-- DESCRIPTION OF THE TASK --
Transcribe all of the material exactly. Any picture in it should be left out.

-- RECORD EXTRACTS --
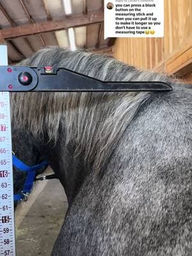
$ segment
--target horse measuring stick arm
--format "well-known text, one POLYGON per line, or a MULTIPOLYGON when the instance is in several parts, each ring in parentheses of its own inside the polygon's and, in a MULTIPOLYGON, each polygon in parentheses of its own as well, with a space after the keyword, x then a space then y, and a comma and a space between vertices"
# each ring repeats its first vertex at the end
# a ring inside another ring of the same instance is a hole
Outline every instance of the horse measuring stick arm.
MULTIPOLYGON (((0 45, 0 65, 7 65, 7 46, 0 45)), ((3 84, 4 81, 0 83, 3 84)), ((3 91, 1 87, 0 91, 3 91)), ((8 92, 0 92, 0 255, 15 256, 12 132, 8 92)))
POLYGON ((103 81, 64 68, 0 67, 2 92, 169 92, 163 82, 103 81))

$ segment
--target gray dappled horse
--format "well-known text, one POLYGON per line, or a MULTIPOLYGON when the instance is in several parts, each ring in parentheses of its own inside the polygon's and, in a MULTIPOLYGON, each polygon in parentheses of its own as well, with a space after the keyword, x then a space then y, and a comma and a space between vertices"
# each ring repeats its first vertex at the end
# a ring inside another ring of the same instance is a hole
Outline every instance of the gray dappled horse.
POLYGON ((192 86, 81 51, 47 48, 20 65, 173 88, 12 93, 13 147, 30 141, 68 200, 52 255, 191 255, 192 86))

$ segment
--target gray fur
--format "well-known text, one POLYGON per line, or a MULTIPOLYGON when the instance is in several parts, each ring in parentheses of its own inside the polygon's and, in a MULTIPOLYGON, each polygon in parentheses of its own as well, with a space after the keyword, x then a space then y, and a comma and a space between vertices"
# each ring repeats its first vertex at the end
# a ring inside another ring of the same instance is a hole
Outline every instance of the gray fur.
POLYGON ((81 51, 44 49, 21 65, 173 86, 169 93, 12 93, 13 127, 32 133, 68 197, 52 255, 191 255, 191 86, 81 51))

-- PROBLEM SOLUTION --
$ segment
--target horse measuring stick arm
--format "well-known text, one POLYGON per line, or a MULTIPOLYGON when the instance is in several parts, each ring in parentheses of its own inside the polygon's and, in a MULTIPOLYGON, each polygon in parentheses of its own as well, with a space after the keyword, x then a space then y, and a comma and a space between vertices"
# each ring repeats its first vertex at the end
# a ring inside another ring of the same instance is a hole
Outline every instance of the horse measuring stick arm.
MULTIPOLYGON (((0 45, 0 65, 7 65, 7 46, 0 45)), ((3 84, 4 81, 0 83, 3 84)), ((3 91, 1 87, 0 91, 3 91)), ((8 92, 0 92, 0 255, 15 256, 12 132, 8 92)))
POLYGON ((103 81, 64 68, 0 67, 2 92, 169 92, 163 82, 103 81))

$ segment
--target gray dappled horse
--format "well-known text, one POLYGON per line, or a MULTIPOLYGON when the instance is in several parts, each ring in parentheses of its own inside the polygon's and, in a MULTIPOLYGON, each polygon in parentheses of its own as well, with a space after the keyword, x then a space then y, and a comma and a space between vertices"
# each ring repeats its first vertex at the end
# a ring inside another ring of the same instance is a hole
Outline every instance of the gray dappled horse.
POLYGON ((192 86, 81 51, 47 48, 20 65, 173 88, 12 93, 13 147, 30 141, 68 200, 52 255, 191 255, 192 86))

$ segment
--target gray fur
--format "well-known text, one POLYGON per line, or a MULTIPOLYGON when the instance is in several parts, each ring in parentheses of its own inside the polygon's and, in a MULTIPOLYGON, each polygon in parentheses of its own as well, with a space after the keyword, x then a space then y, and a comma and a space between vertices"
# each ring repeats its first vertex at the end
# a ring inside another ring of the same instance is a hole
Outline every instance of the gray fur.
POLYGON ((81 51, 44 49, 21 65, 173 86, 169 93, 12 93, 13 127, 32 133, 68 197, 52 255, 191 255, 191 86, 81 51))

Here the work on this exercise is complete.